[Travail à réaliser]:
Indiquez si chacune des affirmations suivantes concorde avec le passage sur les races bovines, en répondant par oui ou par non et en citant mot pour mot les termes décisifs du passage : (a) les vaches quittent leurs provinces natales moins souvent que les bœufs ; (b) on reprochait aux bêtes hollandaises d'être trop osseuses ; (c) les devon sont des bêtes écossaises.

[Passage fourni]:
------------

Les vaches, malgré tous les exemples de migrations que nous avons cités, sortent moins souvent que les bœufs des provinces natales, et ce fait s’explique par la très grande importance que le lait a prise dans notre agriculture. Nos rapports avec l’étranger obéissent aux mêmes considérations, et les comptes des douanes en donnent la preuve irrécusable[2].

Autrefois la France avait très fréquemment recours à la race de Schwitz, la meilleure des races suisses, pour développer l’ampleur et les facultés laitières de nos bêtes indigènes, sans en altérer la rusticité. On s’adressait aussi à la race hollandaise pour accroître le rendement du lait. L’importation de ces deux races persistera toujours dans un rayon voisin des pays de provenance; mais aujourd’hui les éleveurs français négligent un peu ces croisemens. On a fini par trouver mal faites les bêtes hollandaises. On a reproché aux bêtes suisses de ne pas s’acclimater facilement partout et d’être trop osseuses. Enfin ces deux races exigent une nourriture excessivement abondante et donnent un lait moins riche que celui des vaches françaises. La faveur du public agricole a donc changé d’objet et s’est presque exclusivement portée sur les races anglaises[3]. Dans la

  1. La Limagne d’Auvergne avec le senectère, la Normandie avec le neufchâtel, le calembert et le livarot, la Flandre et la Picardie avec le marollos ne se sont-elles pas acquis, comme la Brie elle-même, une juste et universelle réputation?
  2. De 1827 à 1856, nous avons importé 1,558,600 bêtes bovines, et nous en avons exporté seulement 460,880 têtes. Or ce double mouvement résulte de l’exportation de 15,169 taureaux, bouvillons et taurillons, 68,630 veaux, 12,440 génisses, 233,260 bœufs et 140,390 vaches, — et de l’importation de 127,040 taureaux, bouvillons et taurillons, 454,000 veaux, 65,240 génisses, 282,700 bœufs et 629,620 vaches.
  3. On confond ordinairement sous le nom de races anglaises toutes les races perfectionnées de l’Angleterre et de l’Ecosse. Les angus et les ayr sont des bêtes écossaises; les devon, les hereford et les durham sont anglaises.

------------

[Données fournies]:
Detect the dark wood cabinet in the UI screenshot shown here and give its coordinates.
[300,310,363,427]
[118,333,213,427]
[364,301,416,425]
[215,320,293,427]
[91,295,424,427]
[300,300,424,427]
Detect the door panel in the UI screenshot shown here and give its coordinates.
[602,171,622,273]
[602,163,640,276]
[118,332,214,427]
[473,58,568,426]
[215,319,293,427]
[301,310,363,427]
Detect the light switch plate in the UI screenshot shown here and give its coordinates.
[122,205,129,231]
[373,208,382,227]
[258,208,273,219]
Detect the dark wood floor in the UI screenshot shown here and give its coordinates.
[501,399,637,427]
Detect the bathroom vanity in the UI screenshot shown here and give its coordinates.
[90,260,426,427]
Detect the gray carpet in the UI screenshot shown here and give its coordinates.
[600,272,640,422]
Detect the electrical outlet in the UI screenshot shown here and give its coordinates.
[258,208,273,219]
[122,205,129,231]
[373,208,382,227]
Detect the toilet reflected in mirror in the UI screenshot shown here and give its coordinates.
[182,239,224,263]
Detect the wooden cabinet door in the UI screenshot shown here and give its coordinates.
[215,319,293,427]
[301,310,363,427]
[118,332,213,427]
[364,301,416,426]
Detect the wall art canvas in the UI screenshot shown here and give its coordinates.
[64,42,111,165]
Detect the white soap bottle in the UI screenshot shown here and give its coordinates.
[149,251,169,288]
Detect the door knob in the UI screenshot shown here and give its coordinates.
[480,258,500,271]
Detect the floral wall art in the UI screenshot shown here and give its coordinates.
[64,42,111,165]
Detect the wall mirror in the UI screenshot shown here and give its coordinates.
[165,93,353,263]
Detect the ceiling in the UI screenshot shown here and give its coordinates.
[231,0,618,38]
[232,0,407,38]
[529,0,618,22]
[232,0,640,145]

------------

[Résultat]:
(a) Oui : « Les vaches, malgré tous les exemples de migrations que nous avons cités, sortent moins souvent que les bœufs des provinces natales ».
(b) Non : « On a reproché aux bêtes suisses de ne pas s’acclimater facilement partout et d’être trop osseuses. »
(c) Non : « les devon, les hereford et les durham sont anglaises ».